begin Task inputs

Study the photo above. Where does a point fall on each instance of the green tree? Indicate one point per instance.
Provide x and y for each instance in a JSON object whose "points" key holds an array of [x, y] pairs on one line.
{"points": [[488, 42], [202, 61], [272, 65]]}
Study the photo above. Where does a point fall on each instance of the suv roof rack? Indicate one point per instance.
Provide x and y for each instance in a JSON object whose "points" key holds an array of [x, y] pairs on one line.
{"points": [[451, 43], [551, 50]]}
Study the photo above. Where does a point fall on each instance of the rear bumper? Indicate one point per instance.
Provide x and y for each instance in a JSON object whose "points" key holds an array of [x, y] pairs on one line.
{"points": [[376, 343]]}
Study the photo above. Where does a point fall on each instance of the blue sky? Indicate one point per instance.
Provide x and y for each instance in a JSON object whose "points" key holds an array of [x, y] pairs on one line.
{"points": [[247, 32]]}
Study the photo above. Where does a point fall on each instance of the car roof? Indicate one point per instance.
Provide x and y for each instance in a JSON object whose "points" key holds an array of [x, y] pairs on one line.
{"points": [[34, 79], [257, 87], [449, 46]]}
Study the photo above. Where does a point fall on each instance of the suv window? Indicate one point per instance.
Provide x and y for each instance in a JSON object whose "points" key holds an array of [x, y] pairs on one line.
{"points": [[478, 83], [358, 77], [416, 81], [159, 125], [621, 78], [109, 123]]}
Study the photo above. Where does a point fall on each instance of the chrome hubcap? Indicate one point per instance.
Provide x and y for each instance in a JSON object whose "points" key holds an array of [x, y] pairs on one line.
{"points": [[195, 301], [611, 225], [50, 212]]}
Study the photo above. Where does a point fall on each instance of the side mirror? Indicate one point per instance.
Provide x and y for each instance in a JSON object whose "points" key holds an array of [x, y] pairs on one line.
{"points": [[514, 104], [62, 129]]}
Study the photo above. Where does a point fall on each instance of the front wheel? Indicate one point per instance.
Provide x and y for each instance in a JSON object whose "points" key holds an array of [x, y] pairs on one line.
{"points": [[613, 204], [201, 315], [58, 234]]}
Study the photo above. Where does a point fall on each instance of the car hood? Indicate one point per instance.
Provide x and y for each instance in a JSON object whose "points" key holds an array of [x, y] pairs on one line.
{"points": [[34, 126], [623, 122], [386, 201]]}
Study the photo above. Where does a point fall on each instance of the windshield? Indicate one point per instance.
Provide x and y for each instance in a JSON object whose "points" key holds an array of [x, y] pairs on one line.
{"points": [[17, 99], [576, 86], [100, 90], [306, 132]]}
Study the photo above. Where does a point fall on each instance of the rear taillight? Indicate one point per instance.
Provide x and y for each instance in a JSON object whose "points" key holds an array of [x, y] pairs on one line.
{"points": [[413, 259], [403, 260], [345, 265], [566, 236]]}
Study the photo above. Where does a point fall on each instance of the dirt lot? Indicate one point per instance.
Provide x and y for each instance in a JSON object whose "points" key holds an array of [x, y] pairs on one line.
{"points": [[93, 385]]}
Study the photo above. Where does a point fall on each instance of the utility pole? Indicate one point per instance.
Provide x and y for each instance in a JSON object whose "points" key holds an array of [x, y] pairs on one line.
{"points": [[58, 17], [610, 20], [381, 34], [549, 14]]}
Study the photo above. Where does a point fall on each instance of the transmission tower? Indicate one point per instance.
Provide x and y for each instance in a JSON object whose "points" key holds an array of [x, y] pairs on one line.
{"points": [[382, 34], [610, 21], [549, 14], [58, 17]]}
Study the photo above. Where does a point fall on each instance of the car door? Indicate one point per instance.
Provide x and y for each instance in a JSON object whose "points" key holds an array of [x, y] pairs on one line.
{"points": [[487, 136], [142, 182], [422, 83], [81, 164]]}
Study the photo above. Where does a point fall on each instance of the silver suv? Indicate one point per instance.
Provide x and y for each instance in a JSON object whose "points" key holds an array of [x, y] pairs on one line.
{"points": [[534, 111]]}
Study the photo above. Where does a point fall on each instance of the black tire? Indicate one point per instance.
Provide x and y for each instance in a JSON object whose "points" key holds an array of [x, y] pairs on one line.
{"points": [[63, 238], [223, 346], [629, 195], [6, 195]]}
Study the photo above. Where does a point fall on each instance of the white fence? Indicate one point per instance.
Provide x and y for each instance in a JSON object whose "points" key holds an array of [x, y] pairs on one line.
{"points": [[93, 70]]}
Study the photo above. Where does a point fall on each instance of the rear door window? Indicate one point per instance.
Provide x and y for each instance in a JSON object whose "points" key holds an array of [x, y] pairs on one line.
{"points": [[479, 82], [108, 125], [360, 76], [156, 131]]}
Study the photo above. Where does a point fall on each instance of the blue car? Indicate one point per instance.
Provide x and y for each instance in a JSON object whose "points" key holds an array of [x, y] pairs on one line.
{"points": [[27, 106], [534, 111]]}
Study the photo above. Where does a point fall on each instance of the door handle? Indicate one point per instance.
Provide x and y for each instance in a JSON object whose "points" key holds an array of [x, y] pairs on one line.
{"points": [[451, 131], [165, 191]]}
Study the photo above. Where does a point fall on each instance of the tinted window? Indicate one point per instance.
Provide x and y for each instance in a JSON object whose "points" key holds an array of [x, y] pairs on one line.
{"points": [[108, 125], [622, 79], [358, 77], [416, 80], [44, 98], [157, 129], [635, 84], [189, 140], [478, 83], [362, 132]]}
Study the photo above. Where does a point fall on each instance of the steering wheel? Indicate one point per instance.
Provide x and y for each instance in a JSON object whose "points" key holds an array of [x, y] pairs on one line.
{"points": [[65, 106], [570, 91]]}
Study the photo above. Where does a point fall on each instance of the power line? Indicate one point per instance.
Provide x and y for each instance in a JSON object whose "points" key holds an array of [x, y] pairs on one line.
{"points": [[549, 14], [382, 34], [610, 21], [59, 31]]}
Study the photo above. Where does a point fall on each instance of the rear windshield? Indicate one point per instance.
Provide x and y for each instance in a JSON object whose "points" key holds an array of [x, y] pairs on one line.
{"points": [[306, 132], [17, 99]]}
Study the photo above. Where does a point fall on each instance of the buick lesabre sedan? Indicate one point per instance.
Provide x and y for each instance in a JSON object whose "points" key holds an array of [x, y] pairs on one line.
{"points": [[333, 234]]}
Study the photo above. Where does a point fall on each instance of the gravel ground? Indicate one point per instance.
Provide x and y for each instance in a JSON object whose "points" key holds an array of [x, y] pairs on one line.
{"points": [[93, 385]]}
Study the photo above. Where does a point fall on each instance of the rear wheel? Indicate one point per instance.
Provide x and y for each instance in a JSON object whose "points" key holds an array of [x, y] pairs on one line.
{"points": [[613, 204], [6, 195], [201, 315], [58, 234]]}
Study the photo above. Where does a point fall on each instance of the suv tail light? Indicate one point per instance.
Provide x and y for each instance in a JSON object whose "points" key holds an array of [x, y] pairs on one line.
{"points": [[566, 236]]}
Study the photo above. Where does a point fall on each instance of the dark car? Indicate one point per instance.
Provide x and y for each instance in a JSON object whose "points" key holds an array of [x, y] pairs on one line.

end Task inputs

## What is asked
Copy exactly, and only, the lines from the one containing "rear windshield? Indicate one point per instance." through the last line of the listing.

## Output below
Study the photo above. Where does a point fall on each instance of the rear windshield? Indicate one point per instance.
Provide x and y for each instance in a JSON object whose "points" key holds an array of [x, y] pairs on one line.
{"points": [[306, 132], [17, 99]]}
Study the photo above. Where does a point fall on each instance of the buick lesabre sedan? Indicate one point per instance.
Provide x and y for each instance in a JSON object whose "points" key holds an array of [x, y] pairs on one line.
{"points": [[333, 234]]}
Study the photo above. Where does a point fall on each instance of the gravel ground? Indicate one point per instance.
Provide x and y for each instance in a JSON object whose "points" key holds an array of [x, y] pairs on one line.
{"points": [[93, 385]]}
Study the photo above. Where does a point fall on each instance of the rear wheel? Indicate one point per instance.
Provide x and y for each instance in a JSON object whose "points" key holds an array of [x, y] pairs on one line.
{"points": [[613, 204], [6, 195], [201, 315], [58, 234]]}
Study the photo above. Where does a point fall on each instance of the suv tail light? Indicate one point per instance.
Provide x and y for each instance in a JSON object whose "points" key holds an array of [x, y] pairs on one line.
{"points": [[566, 236]]}
Study the photo above. Where does a point fall on each instance of the dark car? Indicate one point per instance.
Provide x and y for each instance in a JSON object whose "points" key holds an array of [x, y] pairs on one line.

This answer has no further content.